◆ Problem
Give back exactly the lines that run from the line containing "Each instance of the woman's" through the end of the listing below. Leave out every other line.

◆ Task inputs
+++++

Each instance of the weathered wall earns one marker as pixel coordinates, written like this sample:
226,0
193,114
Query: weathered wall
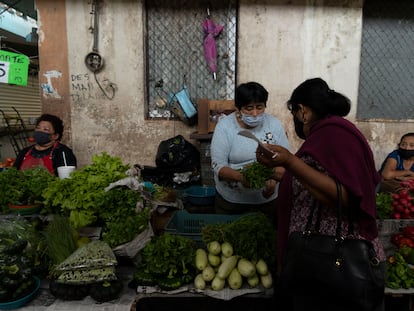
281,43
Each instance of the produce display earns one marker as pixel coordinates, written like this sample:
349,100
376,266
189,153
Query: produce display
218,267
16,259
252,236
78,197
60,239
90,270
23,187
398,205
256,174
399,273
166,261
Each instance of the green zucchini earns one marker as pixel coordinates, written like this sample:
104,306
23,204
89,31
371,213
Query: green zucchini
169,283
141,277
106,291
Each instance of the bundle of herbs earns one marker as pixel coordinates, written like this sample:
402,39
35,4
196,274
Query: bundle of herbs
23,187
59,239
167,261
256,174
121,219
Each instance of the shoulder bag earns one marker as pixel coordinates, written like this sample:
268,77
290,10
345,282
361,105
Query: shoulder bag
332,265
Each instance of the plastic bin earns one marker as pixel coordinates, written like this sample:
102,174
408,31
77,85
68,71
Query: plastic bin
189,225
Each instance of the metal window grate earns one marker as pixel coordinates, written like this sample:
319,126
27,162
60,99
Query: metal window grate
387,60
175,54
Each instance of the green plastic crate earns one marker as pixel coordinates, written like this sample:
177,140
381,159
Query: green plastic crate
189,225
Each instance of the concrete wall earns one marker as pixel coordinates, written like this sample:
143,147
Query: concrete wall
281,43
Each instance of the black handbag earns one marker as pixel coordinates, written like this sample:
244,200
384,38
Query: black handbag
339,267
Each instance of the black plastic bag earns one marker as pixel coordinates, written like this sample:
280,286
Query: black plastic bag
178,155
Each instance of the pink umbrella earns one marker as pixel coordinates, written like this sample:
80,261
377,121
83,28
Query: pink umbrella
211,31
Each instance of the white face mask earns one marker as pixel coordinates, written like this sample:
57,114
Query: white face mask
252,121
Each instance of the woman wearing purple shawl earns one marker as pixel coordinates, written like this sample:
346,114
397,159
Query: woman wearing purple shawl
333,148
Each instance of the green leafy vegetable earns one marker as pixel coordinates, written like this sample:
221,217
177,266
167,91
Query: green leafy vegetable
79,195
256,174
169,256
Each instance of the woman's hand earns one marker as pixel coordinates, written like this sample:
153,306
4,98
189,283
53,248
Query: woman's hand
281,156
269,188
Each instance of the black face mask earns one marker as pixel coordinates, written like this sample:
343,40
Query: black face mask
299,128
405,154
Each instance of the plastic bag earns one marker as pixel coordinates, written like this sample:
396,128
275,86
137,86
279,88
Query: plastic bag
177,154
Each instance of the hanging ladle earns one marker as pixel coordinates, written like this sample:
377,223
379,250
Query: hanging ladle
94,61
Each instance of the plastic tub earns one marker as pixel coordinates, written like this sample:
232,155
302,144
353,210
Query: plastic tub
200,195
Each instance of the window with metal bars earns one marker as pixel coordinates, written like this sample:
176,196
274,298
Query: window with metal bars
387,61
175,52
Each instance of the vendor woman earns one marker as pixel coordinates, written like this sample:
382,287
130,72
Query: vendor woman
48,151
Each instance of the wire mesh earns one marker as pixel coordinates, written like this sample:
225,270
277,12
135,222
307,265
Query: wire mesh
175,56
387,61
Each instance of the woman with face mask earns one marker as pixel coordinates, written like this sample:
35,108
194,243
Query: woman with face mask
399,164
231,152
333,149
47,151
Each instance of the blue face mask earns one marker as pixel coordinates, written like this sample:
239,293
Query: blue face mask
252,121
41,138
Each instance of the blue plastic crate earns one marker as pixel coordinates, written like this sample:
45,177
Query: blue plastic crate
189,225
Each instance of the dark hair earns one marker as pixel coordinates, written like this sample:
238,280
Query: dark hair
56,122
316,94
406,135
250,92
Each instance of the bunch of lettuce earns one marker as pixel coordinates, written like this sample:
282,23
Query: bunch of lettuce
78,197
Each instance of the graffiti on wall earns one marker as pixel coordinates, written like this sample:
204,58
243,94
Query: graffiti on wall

+++++

◆ Finished task
Each instance of the woman's hand earns one marker as pixel coordinates, written like this sample:
153,306
4,98
189,283
53,248
Query: woman's hand
281,156
269,188
Each instance of the black face mask earns one marker as pixel coordinates, written like this sample:
343,40
Query: black face mask
299,128
405,154
Each instance of the plastic bag earns one marker as pixel coordinates, written like this sample:
396,128
275,86
137,86
279,88
Query: plastic bag
177,154
Each instance of the hanging ladle earns one marker as pixel coordinates, written like this sample:
377,223
379,250
Query: hanging ladle
94,61
Each instance of the plastic tub earns one marker as pixel coordinates, written like this sample:
232,155
302,144
353,210
Query: plastic tub
200,195
Each instance of the window with metal bars earns one marker as pixel coordinates, written like this sample:
176,196
274,298
Query: window with metal bars
387,61
175,52
Each instance of the vendor woman earns one marker as pixel coordinates, written like this sample:
382,287
130,72
Query: vendor woman
48,151
Each instance of the wire mesh earns one marker as pixel coordinates, written like this sample:
225,270
277,12
135,222
307,265
Query: wire mesh
175,56
387,61
Each instance of the woman with face mask earns one marker as pixel coordinates, written like this sample:
35,108
194,243
Query: woman with face mask
399,164
231,152
333,149
47,151
Each instance of the blue face mask earns one marker as pixel coordinates, written like this sample:
239,293
Query: blue face mask
252,121
41,138
Each instance of the blue plastic crate earns one marker as pixel coordinates, written like this sample:
45,177
Query: blue plastic crate
189,225
Each instance of the dark hair earns one marker as pixel coordinates, written like this sample:
238,280
Query: dark hair
56,122
316,94
406,135
250,92
Each instance of the bunch of lettuce earns one marker as pixel coordinates, written like this sample:
282,23
Query: bunch of lettuce
78,197
Each instance of the graffiti on wall earns one marker as pixel coordinates, written like this sample:
204,58
243,94
Query: graffiti on wall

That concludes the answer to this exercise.